En la Argentina real —la del changueo, la del pluriempleo, la del “te anoto por unas horas nomás”— el 50% de los trabajadores están o han estado en negro alguna vez en su vida laboral. No porque lo hayan elegido, sino porque el sistema los obligó a aceptar lo que había: un patrón que no quería “hacer los papeles”, una PyME que no podía, un oficio que nadie registró. Por eso, la decisión del Gobierno Nacional de eliminar la moratoria previsional es una bofetada a la historia de millones que trabajaron toda su vida sin figurar en una planilla.
Lo que se está gestando no es una reforma previsional: es una exclusión masiva con firma oficial. Significa que quien no haya tenido el privilegio de un empleo formal y sostenido, no tendrá derecho a una jubilación. Y seamos sinceros: eso en Argentina no es la excepción, es la regla. Es la empleada doméstica que trabajó décadas sin aportes, el albañil que pasó por cientos de obras sin recibo, la vendedora ambulante que nunca fue reconocida. Todos ellos serán arrojados a la vejez sin ingresos, sin cobertura, sin dignidad.
LA VEJEZ COMO CASTIGO
La moratoria previsional no fue un capricho del Estado. Fue un acto de reparación ante una injusticia estructural, un puente para incluir a los que fueron excluidos por un sistema laboral roto. Gracias a esa herramienta, millones de adultos mayores hoy cobran una jubilación mínima que, aunque insuficiente, les permite comer, comprar sus medicamentos y no depender completamente de otros.
Eliminar la moratoria es algo más que un ajuste fiscal: es una condena social. Significa decirle a un abuelo que trabajó de feriante, de portero, de cuidadora: “como tu empleador no te registró, vos no merecés cobrar nada”. Es institucionalizar la indiferencia. Es castigar a los pobres por haber sido pobres.

- **CONSIGNAS**
1) Según el texto sobre la moratoria previsional, ¿qué porcentaje de los trabajadores de la Argentina están o han estado en negro alguna vez en su vida laboral?
2) Transcriba del texto sobre la moratoria previsional el fragmento que comienza con las palabras "Eliminar la moratoria es" y termina con "haber sido pobres.".
3) Escriba la continuación del texto sobre la moratoria previsional a partir de su última oración.
Los datos no son necesarios para este ejercicio.

- **DATOS PROPORCIONADOS**

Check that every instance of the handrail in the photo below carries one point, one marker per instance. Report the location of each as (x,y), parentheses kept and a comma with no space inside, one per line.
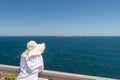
(54,75)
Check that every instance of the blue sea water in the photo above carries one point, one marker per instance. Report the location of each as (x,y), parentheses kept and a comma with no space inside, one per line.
(97,56)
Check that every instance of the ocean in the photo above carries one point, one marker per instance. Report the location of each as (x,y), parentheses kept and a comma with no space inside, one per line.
(89,55)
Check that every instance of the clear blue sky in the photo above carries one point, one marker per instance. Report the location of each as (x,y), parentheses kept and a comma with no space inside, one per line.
(60,17)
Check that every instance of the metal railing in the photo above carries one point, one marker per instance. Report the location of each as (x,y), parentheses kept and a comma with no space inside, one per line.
(54,75)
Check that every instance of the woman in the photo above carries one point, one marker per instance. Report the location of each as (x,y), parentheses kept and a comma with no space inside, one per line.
(31,61)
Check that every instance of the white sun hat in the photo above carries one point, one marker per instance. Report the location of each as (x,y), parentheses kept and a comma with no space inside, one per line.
(33,49)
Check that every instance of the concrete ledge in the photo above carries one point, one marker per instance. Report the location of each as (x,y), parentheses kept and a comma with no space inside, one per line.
(54,75)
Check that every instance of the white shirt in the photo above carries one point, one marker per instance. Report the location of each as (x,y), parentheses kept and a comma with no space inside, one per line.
(30,67)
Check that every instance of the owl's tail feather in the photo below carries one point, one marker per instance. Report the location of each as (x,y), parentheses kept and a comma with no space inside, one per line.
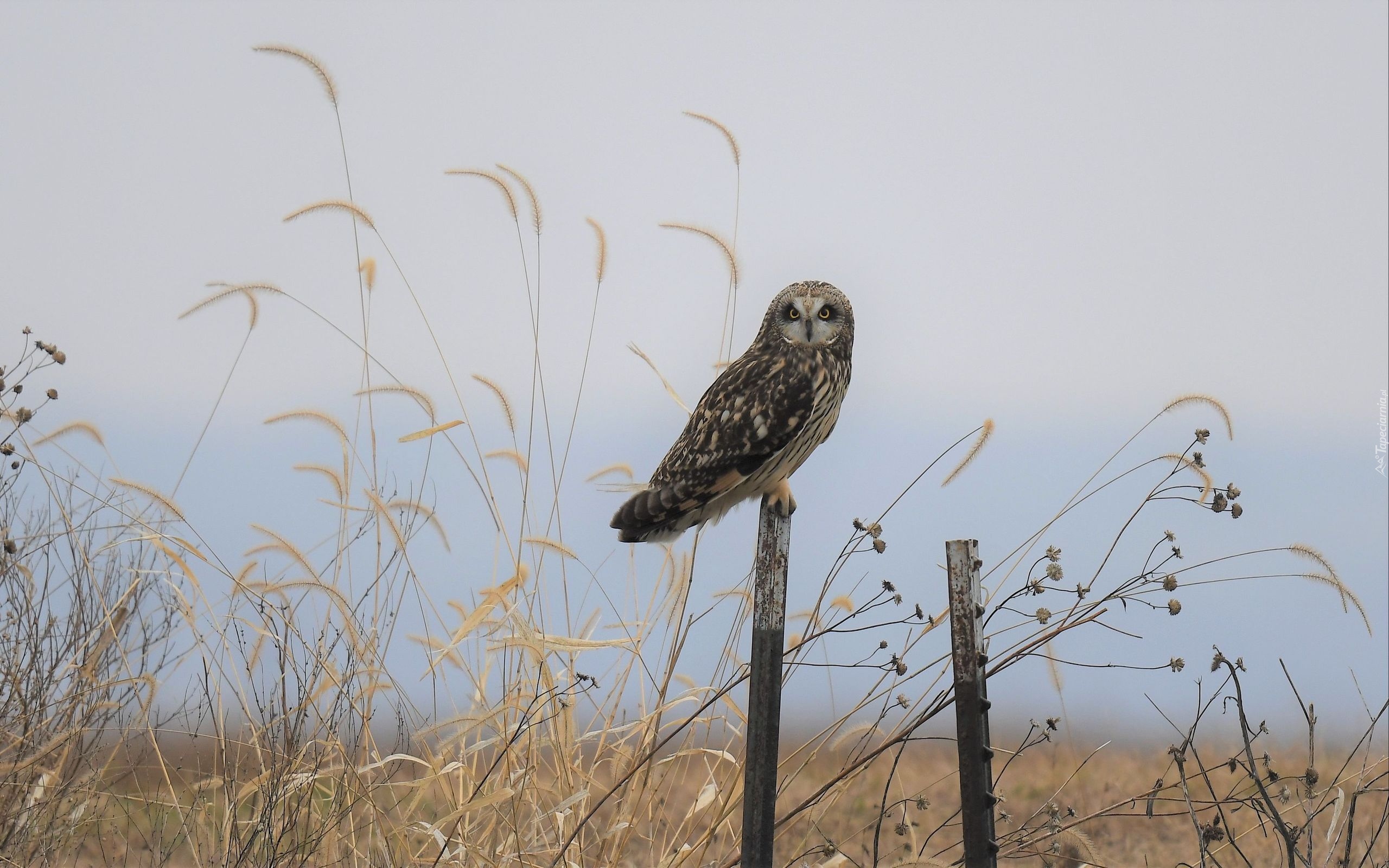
(651,514)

- **RESPUESTAS POR CONSIGNA**
1) El 50% de los trabajadores.

2)
Eliminar la moratoria es algo más que un ajuste fiscal: es una condena social. Significa decirle a un abuelo que trabajó de feriante, de portero, de cuidadora: “como tu empleador no te registró, vos no merecés cobrar nada”. Es institucionalizar la indiferencia. Es castigar a los pobres por haber sido pobres.

3)
EL ESTADO COMO VERDUGO
En una plaza frente al Congreso, cientos de jubilados enfrentan a las fuerzas de seguridad con una dignidad que estremece. Vienen a reclamar lo básico: que no los condenen a la miseria, que no les roben lo que no tienen. Y la respuesta es otra vez la misma: represión, desprecio, indiferencia.
¿Qué clase de república deja morir a sus viejos en silencio? ¿Qué país se atreve a medir la justicia en función de aportes cuando sabe que la mitad de su economía es informal por responsabilidad del propio Estado?
Hay una violencia institucional que no se ejerce con palos ni balas, sino con decretos que cierran puertas, con leyes que quitan derechos, con discursos que demonizan a quienes más necesitan ser abrazados.
PASTORALMENTE INADMISIBLE, POLÍTICAMENTE COBARDE
Desde una mirada humana, ética y pastoral, abandonar a los adultos mayores que no cumplen con los años de aportes es una decisión cruel, inhumana y estructuralmente clasista. Significa privilegiar a los que tuvieron trabajos registrados —muchas veces sin mayor esfuerzo— y castigar a los que hicieron malabares toda su vida para sobrevivir.
Desde lo político, es una jugada cobarde: se ajusta a los más débiles, mientras se mantienen privilegios para jueces, funcionarios y sectores concentrados. No hay épica en empobrecer viejos, no hay mérito en dejar sin nada a los que siempre tuvieron poco.
LO QUE VIENE
Si la moratoria desaparece, lo que viene es un ejército de adultos mayores sin ingresos, sin coberturas, sin futuro. La exclusión se transformará en norma y la vejez dejará de ser una etapa de descanso para convertirse en un nuevo infierno cotidiano.
Este Gobierno habla de libertad. Pero la libertad sin dignidad es un espejismo. No hay libertad con hambre. No hay libertad sin techo. Y no hay libertad si al final del camino la única recompensa que recibe un trabajador es el olvido.